(Object point labels)
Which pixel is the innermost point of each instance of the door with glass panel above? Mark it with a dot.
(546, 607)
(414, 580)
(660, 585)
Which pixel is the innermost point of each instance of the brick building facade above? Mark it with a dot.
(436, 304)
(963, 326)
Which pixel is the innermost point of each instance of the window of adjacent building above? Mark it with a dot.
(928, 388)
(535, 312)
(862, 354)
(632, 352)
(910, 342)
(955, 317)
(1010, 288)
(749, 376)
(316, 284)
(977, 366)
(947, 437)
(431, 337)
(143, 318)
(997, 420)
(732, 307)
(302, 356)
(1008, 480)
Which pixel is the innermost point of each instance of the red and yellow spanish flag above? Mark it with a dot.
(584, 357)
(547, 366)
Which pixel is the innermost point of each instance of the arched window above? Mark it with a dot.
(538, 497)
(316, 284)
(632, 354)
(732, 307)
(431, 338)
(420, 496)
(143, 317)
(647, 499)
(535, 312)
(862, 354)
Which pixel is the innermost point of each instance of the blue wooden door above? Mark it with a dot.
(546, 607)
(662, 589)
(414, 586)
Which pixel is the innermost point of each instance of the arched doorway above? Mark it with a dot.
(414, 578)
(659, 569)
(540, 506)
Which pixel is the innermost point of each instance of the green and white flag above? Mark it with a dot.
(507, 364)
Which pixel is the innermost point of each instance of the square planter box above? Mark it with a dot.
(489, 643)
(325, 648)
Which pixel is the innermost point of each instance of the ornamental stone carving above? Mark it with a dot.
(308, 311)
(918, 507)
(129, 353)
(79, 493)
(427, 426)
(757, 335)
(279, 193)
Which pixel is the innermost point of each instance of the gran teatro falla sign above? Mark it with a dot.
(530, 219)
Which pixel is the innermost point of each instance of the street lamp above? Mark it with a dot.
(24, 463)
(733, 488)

> **Given instruction**
Give the lines from the one containing "box above? Mark it with a dot." through the end of the rows above as a Markdown table with the columns Number and Line, omitting any blank lines.

> **Task solution**
| Number | Line |
|---|---|
| 1 | Which pixel is the innermost point of each instance of the square planter box above? Mark it with a dot. |
| 2 | (489, 643) |
| 3 | (325, 648) |
| 4 | Which pixel is the innermost point of each instance of the ornamental stone carving above? Mark it with a dot. |
| 5 | (308, 311) |
| 6 | (918, 507) |
| 7 | (129, 353) |
| 8 | (79, 493) |
| 9 | (427, 426) |
| 10 | (757, 335) |
| 11 | (279, 193) |
| 12 | Which pixel is the innermost point of each instance of the gran teatro falla sign above? Mark it with a dot. |
| 13 | (530, 219) |
| 14 | Which pixel is the innermost point of each instance of the street lamp above? Mark it with a dot. |
| 15 | (24, 463) |
| 16 | (733, 488) |